§ **WORK INSTRUCTIONS**
Give back the records in full, with every line exactly as it was.

BEGIN INFORMATION GIVEN

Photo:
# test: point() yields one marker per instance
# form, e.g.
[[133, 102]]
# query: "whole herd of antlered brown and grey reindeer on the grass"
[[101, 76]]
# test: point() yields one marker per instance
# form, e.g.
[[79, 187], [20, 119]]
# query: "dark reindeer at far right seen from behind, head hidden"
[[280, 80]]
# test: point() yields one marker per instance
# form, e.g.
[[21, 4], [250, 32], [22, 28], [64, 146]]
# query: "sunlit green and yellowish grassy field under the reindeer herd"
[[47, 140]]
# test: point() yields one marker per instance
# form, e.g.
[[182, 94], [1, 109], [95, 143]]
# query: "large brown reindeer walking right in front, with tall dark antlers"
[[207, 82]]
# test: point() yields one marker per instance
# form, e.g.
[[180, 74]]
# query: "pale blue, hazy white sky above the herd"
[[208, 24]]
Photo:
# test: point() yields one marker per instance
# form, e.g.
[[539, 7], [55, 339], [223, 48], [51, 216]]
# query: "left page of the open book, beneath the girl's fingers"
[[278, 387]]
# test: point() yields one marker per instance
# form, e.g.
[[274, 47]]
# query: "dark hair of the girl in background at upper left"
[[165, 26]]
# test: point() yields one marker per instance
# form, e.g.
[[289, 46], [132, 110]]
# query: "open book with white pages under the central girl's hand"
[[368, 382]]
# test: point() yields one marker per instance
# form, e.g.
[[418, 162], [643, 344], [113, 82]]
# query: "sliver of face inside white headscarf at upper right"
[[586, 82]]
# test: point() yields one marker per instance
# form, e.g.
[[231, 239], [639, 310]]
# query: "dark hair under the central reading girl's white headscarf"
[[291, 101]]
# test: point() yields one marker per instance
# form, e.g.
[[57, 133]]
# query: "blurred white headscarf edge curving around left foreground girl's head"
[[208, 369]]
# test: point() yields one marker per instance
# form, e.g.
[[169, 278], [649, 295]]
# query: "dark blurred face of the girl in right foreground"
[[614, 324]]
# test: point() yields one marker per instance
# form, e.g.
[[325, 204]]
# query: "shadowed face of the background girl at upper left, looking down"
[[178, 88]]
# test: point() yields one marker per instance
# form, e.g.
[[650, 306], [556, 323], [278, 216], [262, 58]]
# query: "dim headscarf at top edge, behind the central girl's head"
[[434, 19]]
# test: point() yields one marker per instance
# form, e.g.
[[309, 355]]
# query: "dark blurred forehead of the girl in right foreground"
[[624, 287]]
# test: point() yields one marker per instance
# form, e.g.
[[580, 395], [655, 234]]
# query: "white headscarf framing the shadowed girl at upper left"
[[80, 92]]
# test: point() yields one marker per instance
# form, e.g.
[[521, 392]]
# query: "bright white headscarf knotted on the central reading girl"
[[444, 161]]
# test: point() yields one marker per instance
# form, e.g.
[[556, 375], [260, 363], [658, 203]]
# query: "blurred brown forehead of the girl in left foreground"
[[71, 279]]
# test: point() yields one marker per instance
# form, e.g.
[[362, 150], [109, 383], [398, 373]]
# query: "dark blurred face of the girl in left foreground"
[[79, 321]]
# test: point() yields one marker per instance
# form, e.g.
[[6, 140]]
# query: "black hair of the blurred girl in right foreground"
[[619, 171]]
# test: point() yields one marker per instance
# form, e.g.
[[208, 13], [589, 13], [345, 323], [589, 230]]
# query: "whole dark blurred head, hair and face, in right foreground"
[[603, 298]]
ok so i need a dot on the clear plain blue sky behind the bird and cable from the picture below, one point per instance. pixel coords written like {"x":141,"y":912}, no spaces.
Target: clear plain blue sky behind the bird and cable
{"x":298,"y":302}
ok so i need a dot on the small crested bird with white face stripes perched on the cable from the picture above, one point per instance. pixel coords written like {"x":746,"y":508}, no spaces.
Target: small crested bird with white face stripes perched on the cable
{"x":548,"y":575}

END INFORMATION GIVEN

§ **OUTPUT OF THE EXERCISE**
Photo:
# test: point() yields one marker per instance
# form, e.g.
[[133, 102]]
# query: "whole herd of antlered brown and grey reindeer on the grass"
[[101, 76]]
# test: point() yields one marker per instance
# form, e.g.
[[79, 187], [20, 119]]
# query: "dark reindeer at far right seen from behind, head hidden"
[[280, 80]]
# test: point() yields one marker per instance
# form, e.g.
[[21, 4], [250, 32], [22, 28], [64, 146]]
# query: "sunlit green and yellowish grassy field under the reindeer herd"
[[47, 140]]
# test: point() yields one marker per instance
# form, e.g.
[[182, 94], [1, 109], [95, 143]]
# query: "large brown reindeer walking right in front, with tall dark antlers"
[[207, 82]]
# test: point() yields one marker per instance
# form, e.g.
[[180, 74]]
# query: "pale blue, hazy white sky above the herd"
[[208, 24]]
Photo:
# test: point() yields one marker per instance
# form, e.g.
[[539, 7], [55, 339], [223, 48], [51, 216]]
# query: "left page of the open book, beneath the girl's fingers"
[[278, 387]]
# test: point() yields one marker per instance
# form, e.g.
[[274, 47]]
# query: "dark hair of the girl in background at upper left"
[[165, 26]]
# test: point() yields one marker per instance
# form, e.g.
[[289, 46], [132, 110]]
# query: "open book with white pages under the central girl's hand"
[[368, 382]]
# test: point() yields one marker per instance
# form, e.g.
[[418, 162], [643, 344], [113, 82]]
# query: "sliver of face inside white headscarf at upper right"
[[586, 82]]
# test: point() yields one marker per instance
# form, e.g.
[[231, 239], [639, 310]]
# query: "dark hair under the central reading girl's white headscarf"
[[291, 101]]
# test: point() yields one marker per instance
# form, e.g.
[[57, 133]]
# query: "blurred white headscarf edge curving around left foreground girl's head"
[[208, 369]]
# test: point() yields one marker per instance
# form, e.g.
[[169, 278], [649, 295]]
# query: "dark blurred face of the girl in right foreground"
[[614, 324]]
# test: point() yields one marker per instance
# form, e.g.
[[325, 204]]
# query: "shadowed face of the background girl at upper left, looking down"
[[178, 88]]
# test: point() yields one marker per instance
# form, e.g.
[[650, 306], [556, 323], [278, 216], [262, 58]]
# query: "dim headscarf at top edge, behind the central girl's head"
[[434, 19]]
# test: point() yields one marker per instance
# form, e.g.
[[309, 355]]
# query: "dark blurred forehead of the girl in right foreground"
[[624, 287]]
# test: point() yields one marker per instance
# form, e.g.
[[580, 395], [655, 234]]
# query: "white headscarf framing the shadowed girl at upper left"
[[80, 92]]
# test: point() yields one marker per instance
# form, e.g.
[[521, 392]]
# query: "bright white headscarf knotted on the central reading girl"
[[444, 161]]
# test: point() yields one marker per instance
# form, e.g.
[[556, 375], [260, 363], [658, 203]]
# query: "blurred brown forehead of the girl in left foreground"
[[71, 279]]
# test: point() yields one marker per instance
# form, e.g.
[[362, 150], [109, 383], [398, 373]]
# query: "dark blurred face of the girl in left foreground"
[[79, 321]]
# test: point() yields one marker per instance
# form, e.g.
[[6, 140]]
# query: "black hair of the blurred girl in right foreground"
[[619, 171]]
# test: point() yields one marker per instance
# form, e.g.
[[208, 13], [589, 13], [345, 323], [589, 230]]
# query: "whole dark blurred head, hair and face, in right foreground"
[[603, 298]]
ok so i need a dot on the clear plain blue sky behind the bird and cable from the picture below, one point per instance. pixel coords written like {"x":141,"y":912}, no spaces.
Target: clear plain blue sky behind the bird and cable
{"x":298,"y":302}
ok so i need a dot on the small crested bird with white face stripes perched on the cable from the picture above, one point per instance. pixel coords written like {"x":746,"y":508}, no spaces.
Target: small crested bird with white face stripes perched on the cable
{"x":548,"y":575}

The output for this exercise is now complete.